Loin des canaux battus et rebattus, des
places et des musées (à ne pas rater malgré tout), l'auteur de
"Tu n'as rien compris à Hassan II" convie à une visite
très personnelle de la capitale des Pays-Bas. Fuir le centre,
prendre ici le tram, là le ferry, et découvrir les marchés
cosmopolites, la campagne en banlieue, une serre aux
papillons... Prendre le large pour mieux retrouver une ville
sans cesse changeante.
Enfonçons quelques portes ouvertes. La première : visiter
une ville et y habiter sont deux choses totalement
différentes. Du temps que je venais régulièrement à Amsterdam,
en touriste, sac au dos, carte Interail en poche, je me
vantais d'en connaître le moindre recoin, la moindre
steegje(ruelle). J'étais comme ces gens qui, dans les
années 1970, allaient passer deux semaines en Chine et en
revenaient avec une somme de mille pages et quelques photos -
j'ai tout vu, j'ai tout compris, voilà la Chine pour 20
francs. Bref.
Leidseplein et ses cafés, le Rijksmuseum, le Musée Van
Gogh, les petites rues autour de la Vieille Eglise, tout cela
m'était familier. J'arpentais les lieux comme si j'y étais né.
Aujourd'hui, il me semble que je n'avais rien vu alors.

Entrées de données:
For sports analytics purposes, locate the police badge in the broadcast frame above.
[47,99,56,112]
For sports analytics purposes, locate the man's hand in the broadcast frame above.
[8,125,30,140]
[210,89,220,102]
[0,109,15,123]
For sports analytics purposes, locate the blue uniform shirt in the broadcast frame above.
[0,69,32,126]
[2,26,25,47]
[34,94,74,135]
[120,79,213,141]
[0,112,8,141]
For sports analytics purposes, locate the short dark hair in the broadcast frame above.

* * *

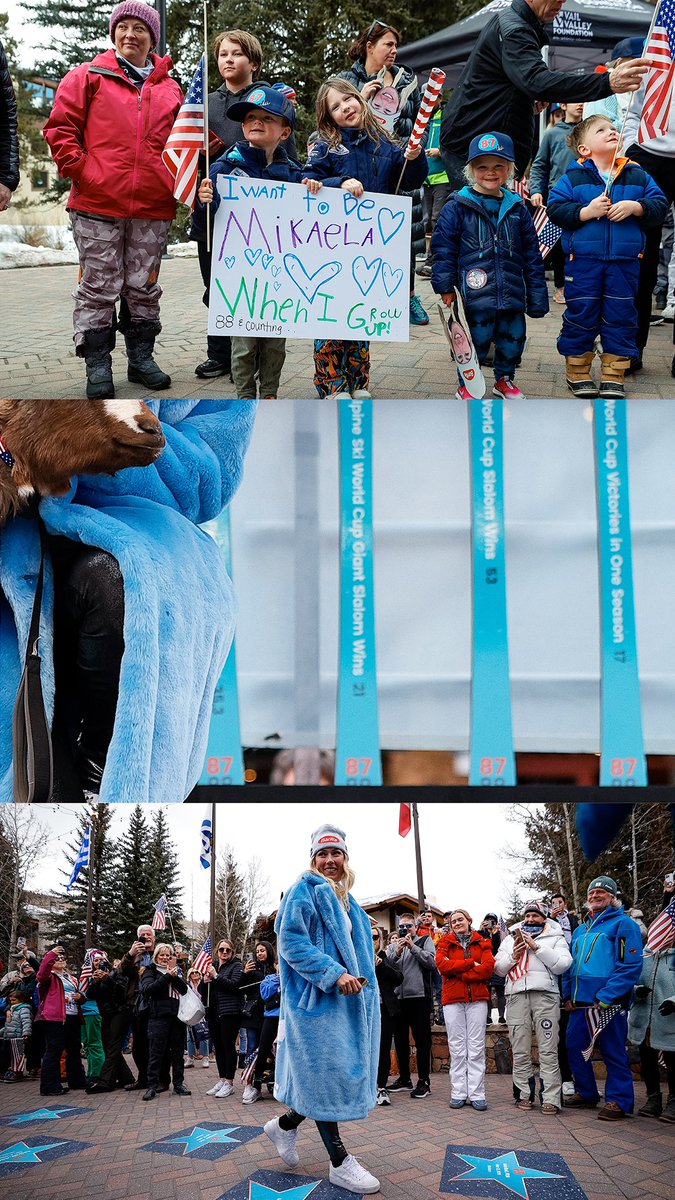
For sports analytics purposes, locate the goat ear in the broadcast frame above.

Consignes:
**A)** Pouvez-vous condenser en une courte liste à puces le paragraphe de l'extrait sur Amsterdam qui commence par « Enfonçons quelques portes ouvertes », en conservant ses faits principaux ?
**B)** Dans l'extrait sur Amsterdam, quels lieux l'auteur cite-t-il comme lui étant familiers à l'époque de ses visites ?

Réponses par consigne:
**A)**
- Visiter une ville et y habiter sont deux choses totalement différentes.
- Quand l'auteur venait régulièrement à Amsterdam en touriste, sac au dos et carte Interail en poche, il se vantait d'en connaître le moindre recoin et la moindre ruelle.
- L'auteur se compare aux gens qui, dans les années 1970, passaient deux semaines en Chine et en revenaient avec mille pages et quelques photos, sûrs d'avoir tout vu et tout compris.

**B)** Leidseplein et ses cafés, le Rijksmuseum, le Musée Van Gogh et les petites rues autour de la Vieille Église.